Data:
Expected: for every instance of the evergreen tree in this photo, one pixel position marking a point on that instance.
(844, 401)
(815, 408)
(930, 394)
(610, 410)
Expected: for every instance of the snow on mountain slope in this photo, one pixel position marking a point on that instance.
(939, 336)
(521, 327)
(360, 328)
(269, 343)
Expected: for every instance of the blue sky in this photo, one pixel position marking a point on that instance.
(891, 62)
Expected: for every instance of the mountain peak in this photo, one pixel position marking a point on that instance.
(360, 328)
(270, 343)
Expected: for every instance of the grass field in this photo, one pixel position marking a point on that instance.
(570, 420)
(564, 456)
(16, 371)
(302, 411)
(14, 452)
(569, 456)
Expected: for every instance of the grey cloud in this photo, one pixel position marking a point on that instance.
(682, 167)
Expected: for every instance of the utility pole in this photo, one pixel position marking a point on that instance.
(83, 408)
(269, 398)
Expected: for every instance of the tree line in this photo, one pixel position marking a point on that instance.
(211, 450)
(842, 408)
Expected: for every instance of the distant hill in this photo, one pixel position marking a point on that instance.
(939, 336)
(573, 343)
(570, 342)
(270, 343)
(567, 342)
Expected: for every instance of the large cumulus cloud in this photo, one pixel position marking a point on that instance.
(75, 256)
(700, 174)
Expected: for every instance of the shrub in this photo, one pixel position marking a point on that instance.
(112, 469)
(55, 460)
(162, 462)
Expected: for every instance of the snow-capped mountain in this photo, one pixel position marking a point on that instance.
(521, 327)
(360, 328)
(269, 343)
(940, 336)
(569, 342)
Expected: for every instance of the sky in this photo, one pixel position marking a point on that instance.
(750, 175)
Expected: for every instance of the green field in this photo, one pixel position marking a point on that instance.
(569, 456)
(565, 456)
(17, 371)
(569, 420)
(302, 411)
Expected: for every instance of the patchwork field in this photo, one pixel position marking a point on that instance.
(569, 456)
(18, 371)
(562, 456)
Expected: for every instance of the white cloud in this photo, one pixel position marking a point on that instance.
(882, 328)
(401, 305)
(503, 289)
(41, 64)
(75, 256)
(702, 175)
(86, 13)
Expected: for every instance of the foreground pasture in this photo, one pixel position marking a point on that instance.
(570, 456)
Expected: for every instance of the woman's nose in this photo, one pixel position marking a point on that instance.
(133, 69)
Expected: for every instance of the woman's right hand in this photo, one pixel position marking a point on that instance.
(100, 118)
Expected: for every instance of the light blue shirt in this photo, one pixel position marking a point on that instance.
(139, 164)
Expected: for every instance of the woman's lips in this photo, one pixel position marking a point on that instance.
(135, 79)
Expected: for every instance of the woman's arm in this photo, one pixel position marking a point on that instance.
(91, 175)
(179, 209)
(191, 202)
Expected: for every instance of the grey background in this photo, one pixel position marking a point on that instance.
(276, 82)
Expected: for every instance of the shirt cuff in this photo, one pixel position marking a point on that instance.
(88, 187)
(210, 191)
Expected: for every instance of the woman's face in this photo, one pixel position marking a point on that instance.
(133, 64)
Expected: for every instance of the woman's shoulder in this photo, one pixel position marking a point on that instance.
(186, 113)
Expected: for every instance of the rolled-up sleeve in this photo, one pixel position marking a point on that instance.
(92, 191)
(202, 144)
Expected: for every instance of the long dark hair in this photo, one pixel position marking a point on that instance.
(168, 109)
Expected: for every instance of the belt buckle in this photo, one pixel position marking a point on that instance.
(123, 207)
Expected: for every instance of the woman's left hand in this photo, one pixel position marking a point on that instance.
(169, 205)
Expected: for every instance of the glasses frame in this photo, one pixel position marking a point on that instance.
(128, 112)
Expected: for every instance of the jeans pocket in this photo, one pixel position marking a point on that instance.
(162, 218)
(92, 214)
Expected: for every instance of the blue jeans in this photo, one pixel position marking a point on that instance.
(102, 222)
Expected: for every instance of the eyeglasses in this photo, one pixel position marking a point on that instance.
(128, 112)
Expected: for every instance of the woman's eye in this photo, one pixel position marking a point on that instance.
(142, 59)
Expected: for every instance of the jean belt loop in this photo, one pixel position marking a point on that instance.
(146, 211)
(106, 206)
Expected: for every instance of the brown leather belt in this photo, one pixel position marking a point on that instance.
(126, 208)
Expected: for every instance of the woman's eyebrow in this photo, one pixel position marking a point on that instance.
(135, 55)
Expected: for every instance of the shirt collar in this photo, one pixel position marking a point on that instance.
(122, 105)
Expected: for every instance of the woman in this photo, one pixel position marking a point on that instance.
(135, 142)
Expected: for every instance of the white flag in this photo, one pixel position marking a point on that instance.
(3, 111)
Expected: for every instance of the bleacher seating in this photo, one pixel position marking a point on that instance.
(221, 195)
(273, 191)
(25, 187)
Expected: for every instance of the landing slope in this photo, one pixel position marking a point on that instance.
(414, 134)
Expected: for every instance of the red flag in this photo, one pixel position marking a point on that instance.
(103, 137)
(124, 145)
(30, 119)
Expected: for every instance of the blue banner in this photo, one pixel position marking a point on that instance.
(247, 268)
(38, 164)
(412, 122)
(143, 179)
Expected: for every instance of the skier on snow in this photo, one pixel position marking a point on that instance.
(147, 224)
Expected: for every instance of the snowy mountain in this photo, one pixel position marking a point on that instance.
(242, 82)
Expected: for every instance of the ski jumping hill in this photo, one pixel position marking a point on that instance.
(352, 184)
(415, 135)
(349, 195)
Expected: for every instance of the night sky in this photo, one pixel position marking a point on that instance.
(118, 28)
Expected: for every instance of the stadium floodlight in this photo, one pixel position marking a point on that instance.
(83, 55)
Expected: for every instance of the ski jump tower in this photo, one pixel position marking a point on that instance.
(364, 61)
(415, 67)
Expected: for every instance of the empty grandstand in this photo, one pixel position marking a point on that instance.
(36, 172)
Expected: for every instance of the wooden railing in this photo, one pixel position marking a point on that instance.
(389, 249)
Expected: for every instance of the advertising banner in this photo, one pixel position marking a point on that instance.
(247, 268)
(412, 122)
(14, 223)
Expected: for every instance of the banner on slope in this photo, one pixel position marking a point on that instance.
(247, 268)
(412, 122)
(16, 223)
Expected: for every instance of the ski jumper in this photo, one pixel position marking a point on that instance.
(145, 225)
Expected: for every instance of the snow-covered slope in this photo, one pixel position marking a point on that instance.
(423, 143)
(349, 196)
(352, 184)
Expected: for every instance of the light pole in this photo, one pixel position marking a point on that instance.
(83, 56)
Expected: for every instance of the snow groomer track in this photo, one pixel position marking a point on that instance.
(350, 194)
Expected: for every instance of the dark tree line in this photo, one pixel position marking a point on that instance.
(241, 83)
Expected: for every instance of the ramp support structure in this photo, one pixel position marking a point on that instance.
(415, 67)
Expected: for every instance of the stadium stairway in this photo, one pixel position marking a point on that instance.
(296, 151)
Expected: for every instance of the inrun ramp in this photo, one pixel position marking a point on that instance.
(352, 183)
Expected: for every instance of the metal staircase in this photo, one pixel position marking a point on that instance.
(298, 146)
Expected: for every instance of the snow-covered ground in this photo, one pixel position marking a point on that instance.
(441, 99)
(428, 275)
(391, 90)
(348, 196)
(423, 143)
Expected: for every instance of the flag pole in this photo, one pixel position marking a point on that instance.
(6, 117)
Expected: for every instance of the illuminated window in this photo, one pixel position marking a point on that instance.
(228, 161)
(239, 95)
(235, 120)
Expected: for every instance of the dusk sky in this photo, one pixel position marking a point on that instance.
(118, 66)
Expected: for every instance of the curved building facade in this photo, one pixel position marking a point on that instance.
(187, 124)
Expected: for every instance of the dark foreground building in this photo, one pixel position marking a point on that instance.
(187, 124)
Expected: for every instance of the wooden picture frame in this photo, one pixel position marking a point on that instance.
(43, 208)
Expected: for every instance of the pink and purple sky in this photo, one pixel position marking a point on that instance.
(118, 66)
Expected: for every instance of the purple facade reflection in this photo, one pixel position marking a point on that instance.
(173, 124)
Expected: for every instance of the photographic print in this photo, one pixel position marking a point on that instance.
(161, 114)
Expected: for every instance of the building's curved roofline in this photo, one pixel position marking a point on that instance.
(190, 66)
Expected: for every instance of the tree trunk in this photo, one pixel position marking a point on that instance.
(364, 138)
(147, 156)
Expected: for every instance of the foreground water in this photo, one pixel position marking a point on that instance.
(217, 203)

Task statement:
Retype exactly, please, only the lines of the entries that run from the one containing "Expected: for every instance of the pink" to the last.

Output for this task:
Expected: for every instance of the pink and purple sky in this photo, one pixel position marking a point on that instance.
(118, 66)
Expected: for every instance of the purple facade reflection in this photo, one pixel position marking a point on that instance.
(173, 124)
Expected: for every instance of the photographic print in this photo, one pixel position marking a point on that instance.
(161, 114)
Expected: for every instance of the building's curved roofline in this photo, one pixel position marking a point on that instance.
(190, 66)
Expected: for every instance of the tree trunk in this photo, one pixel position marking a point on that instance.
(364, 138)
(147, 156)
Expected: for every instance of the foreground water in this photo, one pixel position marking a point on that instance.
(217, 203)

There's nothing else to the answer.